## THE REQUEST
Pull out every line of the data below that contains the word "cloud", copying each one unchanged. Letter case matters.

## DATA
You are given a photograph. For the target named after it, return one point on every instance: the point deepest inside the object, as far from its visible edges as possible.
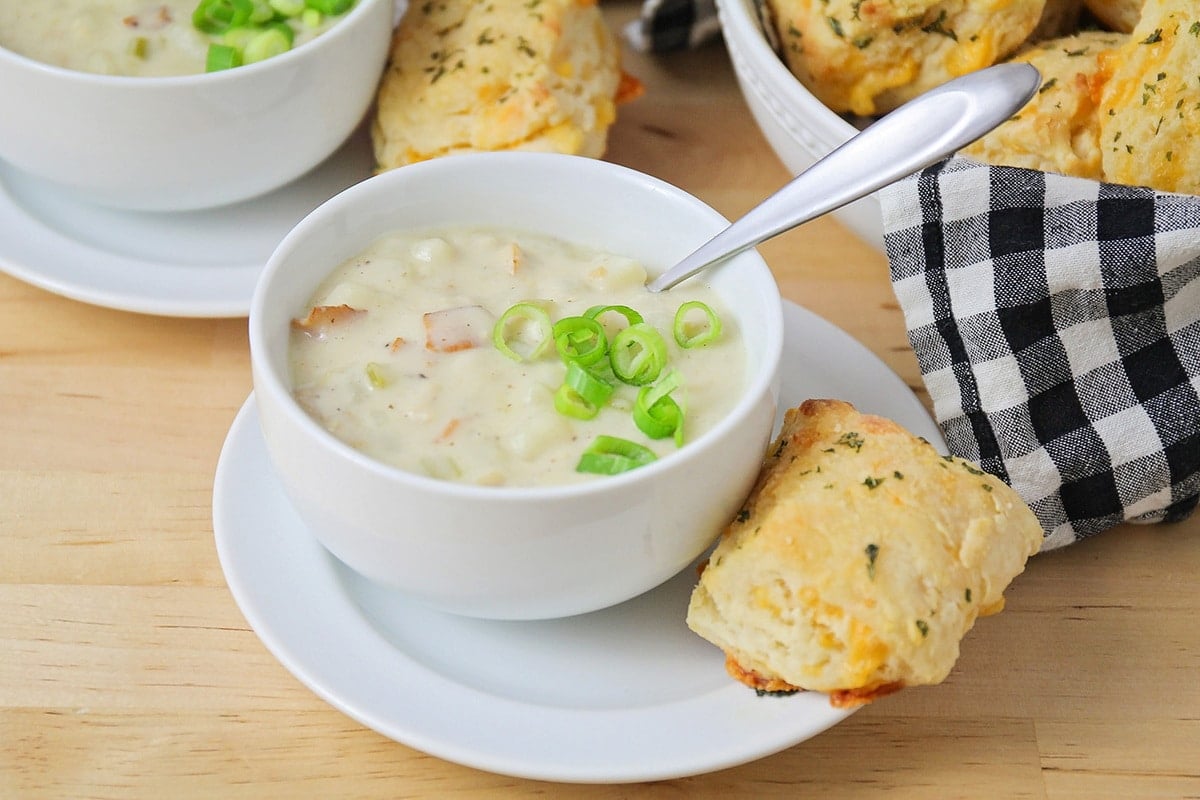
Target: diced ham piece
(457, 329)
--
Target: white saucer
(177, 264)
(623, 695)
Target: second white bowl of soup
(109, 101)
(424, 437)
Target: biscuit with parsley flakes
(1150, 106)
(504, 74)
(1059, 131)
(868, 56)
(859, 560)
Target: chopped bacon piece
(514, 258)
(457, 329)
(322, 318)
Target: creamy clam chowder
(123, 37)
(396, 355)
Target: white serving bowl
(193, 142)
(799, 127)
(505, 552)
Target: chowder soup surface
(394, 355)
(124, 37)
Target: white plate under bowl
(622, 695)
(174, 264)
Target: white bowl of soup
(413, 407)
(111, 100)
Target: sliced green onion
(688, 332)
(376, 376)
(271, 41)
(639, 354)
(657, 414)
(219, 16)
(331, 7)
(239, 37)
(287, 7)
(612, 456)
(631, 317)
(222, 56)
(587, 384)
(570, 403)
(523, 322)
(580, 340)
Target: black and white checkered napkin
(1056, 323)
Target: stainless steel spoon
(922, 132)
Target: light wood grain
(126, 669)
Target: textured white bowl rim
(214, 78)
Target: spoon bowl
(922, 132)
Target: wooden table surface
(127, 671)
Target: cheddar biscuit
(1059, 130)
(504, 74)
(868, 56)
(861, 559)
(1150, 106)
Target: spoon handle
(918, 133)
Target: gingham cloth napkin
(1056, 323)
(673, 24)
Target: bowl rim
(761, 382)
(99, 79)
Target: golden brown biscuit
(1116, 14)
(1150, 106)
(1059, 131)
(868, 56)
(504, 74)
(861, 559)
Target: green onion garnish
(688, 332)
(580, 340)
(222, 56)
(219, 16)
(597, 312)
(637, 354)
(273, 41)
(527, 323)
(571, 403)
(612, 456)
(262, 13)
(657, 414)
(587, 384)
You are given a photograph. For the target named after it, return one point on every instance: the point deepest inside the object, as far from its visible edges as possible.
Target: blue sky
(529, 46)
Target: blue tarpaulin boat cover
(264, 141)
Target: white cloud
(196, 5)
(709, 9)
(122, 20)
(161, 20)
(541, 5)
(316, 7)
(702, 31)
* * *
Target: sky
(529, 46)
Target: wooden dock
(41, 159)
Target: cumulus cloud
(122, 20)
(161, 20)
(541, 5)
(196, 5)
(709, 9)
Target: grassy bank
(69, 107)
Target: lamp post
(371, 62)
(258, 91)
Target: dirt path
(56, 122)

## THE REPLY
Target: white cloud
Target: cumulus cloud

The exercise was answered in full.